>>>>
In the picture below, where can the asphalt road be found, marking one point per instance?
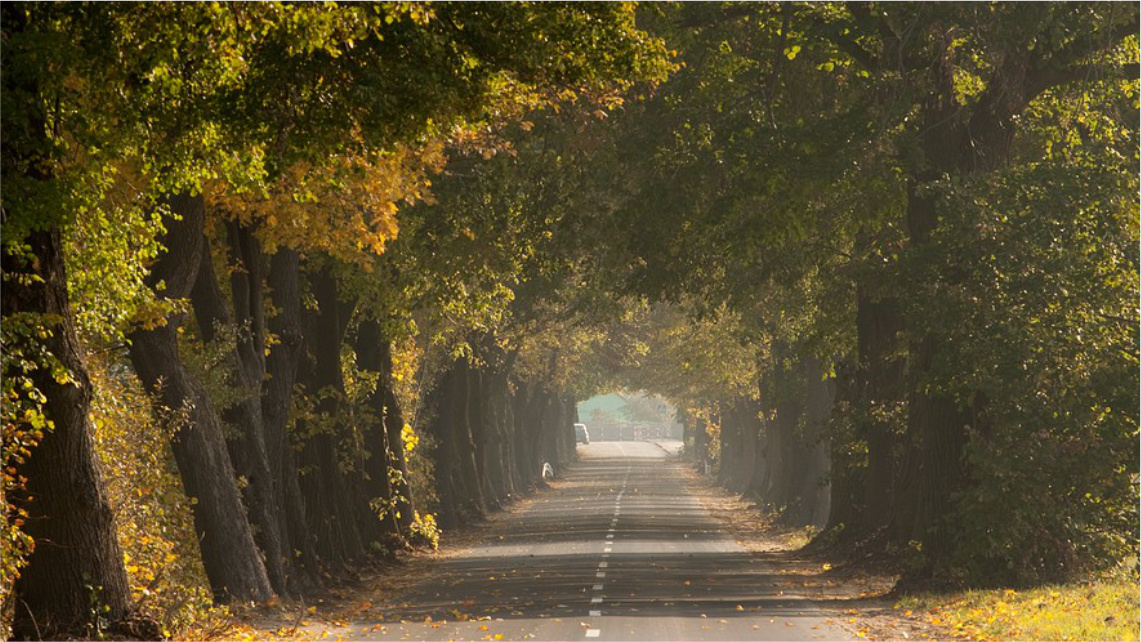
(621, 550)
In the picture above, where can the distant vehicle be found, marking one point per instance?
(581, 435)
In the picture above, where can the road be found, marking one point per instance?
(620, 550)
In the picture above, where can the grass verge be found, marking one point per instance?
(1102, 609)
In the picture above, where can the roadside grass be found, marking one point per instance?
(1102, 609)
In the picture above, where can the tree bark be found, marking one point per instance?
(328, 500)
(77, 559)
(276, 400)
(229, 554)
(248, 450)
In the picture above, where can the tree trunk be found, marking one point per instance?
(328, 500)
(229, 554)
(77, 545)
(880, 385)
(276, 399)
(394, 428)
(248, 450)
(370, 357)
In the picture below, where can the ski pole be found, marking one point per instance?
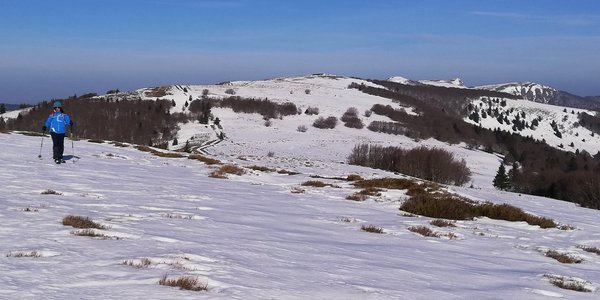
(41, 145)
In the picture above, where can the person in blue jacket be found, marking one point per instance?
(56, 123)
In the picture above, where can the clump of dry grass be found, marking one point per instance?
(262, 169)
(23, 254)
(357, 197)
(595, 250)
(91, 233)
(442, 223)
(81, 222)
(315, 183)
(371, 228)
(227, 169)
(184, 283)
(50, 192)
(568, 284)
(424, 231)
(354, 177)
(563, 257)
(448, 206)
(143, 263)
(204, 159)
(298, 190)
(287, 172)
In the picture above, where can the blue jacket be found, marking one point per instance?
(57, 121)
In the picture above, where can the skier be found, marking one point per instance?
(57, 122)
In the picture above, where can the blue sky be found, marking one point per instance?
(54, 49)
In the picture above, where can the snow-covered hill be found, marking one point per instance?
(262, 235)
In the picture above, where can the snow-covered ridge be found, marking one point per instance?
(527, 90)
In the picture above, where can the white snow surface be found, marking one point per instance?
(252, 236)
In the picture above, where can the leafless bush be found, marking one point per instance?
(50, 192)
(424, 231)
(351, 119)
(227, 169)
(563, 257)
(435, 164)
(325, 123)
(81, 222)
(184, 283)
(595, 250)
(312, 111)
(371, 228)
(204, 159)
(442, 223)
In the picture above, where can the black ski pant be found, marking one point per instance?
(58, 145)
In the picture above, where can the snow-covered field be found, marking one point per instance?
(250, 237)
(256, 236)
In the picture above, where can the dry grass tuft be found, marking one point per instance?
(371, 228)
(81, 222)
(357, 197)
(204, 159)
(227, 169)
(595, 250)
(568, 284)
(563, 257)
(315, 183)
(50, 192)
(184, 283)
(442, 223)
(143, 263)
(453, 207)
(423, 230)
(91, 233)
(354, 177)
(23, 254)
(261, 169)
(298, 190)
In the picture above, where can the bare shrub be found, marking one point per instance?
(302, 128)
(227, 169)
(315, 183)
(357, 197)
(423, 230)
(81, 222)
(297, 190)
(325, 123)
(371, 228)
(204, 159)
(50, 192)
(564, 283)
(563, 257)
(142, 263)
(23, 254)
(448, 206)
(595, 250)
(312, 111)
(435, 164)
(91, 233)
(184, 283)
(354, 177)
(442, 223)
(351, 119)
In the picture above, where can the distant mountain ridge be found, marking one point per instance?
(526, 90)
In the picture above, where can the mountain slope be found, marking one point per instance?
(249, 236)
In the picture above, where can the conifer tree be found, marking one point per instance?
(501, 181)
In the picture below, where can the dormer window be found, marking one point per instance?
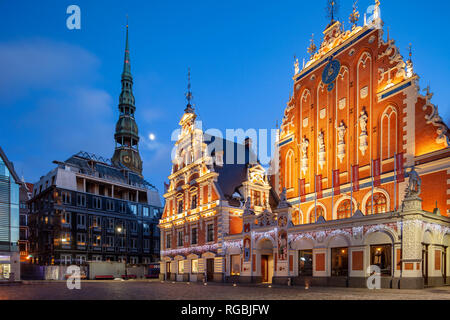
<<<<
_What to do_: Omit the pictures and retype exactly the lines from the one containing "In the picture above, where can the white" through the end of the entries above.

_Finished task_:
In the picture above, where can the white snow surface be found, marking one point per instance?
(252, 236)
In the picture above, where can the leafless bush be found, marking one point per instance?
(50, 192)
(424, 231)
(351, 119)
(227, 169)
(563, 257)
(435, 164)
(325, 123)
(81, 222)
(184, 283)
(595, 250)
(312, 111)
(371, 228)
(204, 159)
(442, 223)
In the picture above, where can the black ski pant be found, marking one point per instance?
(58, 145)
In the picture above, where can the snow-covered field be found, marking one point per instance?
(250, 237)
(256, 236)
In the picture above, where can the dry grass tuft be found, marking one point per instance?
(371, 228)
(81, 222)
(357, 197)
(204, 159)
(227, 169)
(595, 250)
(568, 284)
(563, 257)
(315, 183)
(50, 192)
(184, 283)
(442, 223)
(143, 263)
(453, 207)
(423, 230)
(91, 233)
(354, 177)
(23, 254)
(261, 169)
(298, 190)
In the picture above, where can the bare shrub be found, marking one point per instance?
(302, 128)
(227, 169)
(315, 183)
(357, 197)
(423, 230)
(81, 222)
(297, 190)
(325, 123)
(371, 228)
(204, 159)
(50, 192)
(564, 283)
(563, 257)
(142, 263)
(23, 254)
(448, 206)
(595, 250)
(312, 111)
(435, 164)
(91, 233)
(184, 283)
(354, 177)
(442, 223)
(351, 119)
In the picture above, where can the distant mountain ridge be found, marking one point per instance?
(526, 90)
In the picture above, where can the mountain slope be found, marking one point per instance?
(249, 236)
In the picture above, where can the conifer tree be found, marking one point per instance?
(501, 181)
In the picture below, where can the dormer window be found, marking one point per instance?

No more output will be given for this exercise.